## [What is needed]
Output, exactly and in full, the entries that appear below.

[Data records]

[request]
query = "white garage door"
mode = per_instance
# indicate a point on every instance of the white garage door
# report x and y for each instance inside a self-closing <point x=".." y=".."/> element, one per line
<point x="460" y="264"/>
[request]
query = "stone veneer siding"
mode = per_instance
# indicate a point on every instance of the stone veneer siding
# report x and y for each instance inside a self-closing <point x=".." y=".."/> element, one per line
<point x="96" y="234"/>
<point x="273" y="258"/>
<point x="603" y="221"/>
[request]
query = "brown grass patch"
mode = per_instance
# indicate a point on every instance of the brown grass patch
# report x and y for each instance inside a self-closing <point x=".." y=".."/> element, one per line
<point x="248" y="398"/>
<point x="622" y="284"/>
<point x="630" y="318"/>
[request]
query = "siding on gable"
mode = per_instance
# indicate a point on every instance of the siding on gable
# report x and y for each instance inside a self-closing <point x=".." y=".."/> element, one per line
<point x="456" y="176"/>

## [Written answer]
[request]
query = "white garage door"
mode = per_instance
# indicate a point on every instance of the white garage door
# report x and y for each instance inside a self-closing <point x=".." y=".."/> element, one per line
<point x="460" y="264"/>
[request]
query = "stone veneer siding"
mode = per_instance
# indicate a point on every instance of the stone veneer siding
# report x and y for each instance inside a self-closing <point x=".." y=".."/> element, one per line
<point x="96" y="234"/>
<point x="273" y="258"/>
<point x="603" y="221"/>
[request]
query = "brown grass patch"
mode = per_instance
# indicate a point on every instance of the brown grass patch
# report x and y for each instance inside a self-closing <point x=".." y=".."/> element, one per line
<point x="248" y="398"/>
<point x="622" y="284"/>
<point x="630" y="318"/>
[request]
query = "siding on gable"
mode = per_instance
# indicate a point on every instance of the siding on gable
# report x and y for each instance inside a self-closing <point x=".." y=".."/> element, one per line
<point x="456" y="176"/>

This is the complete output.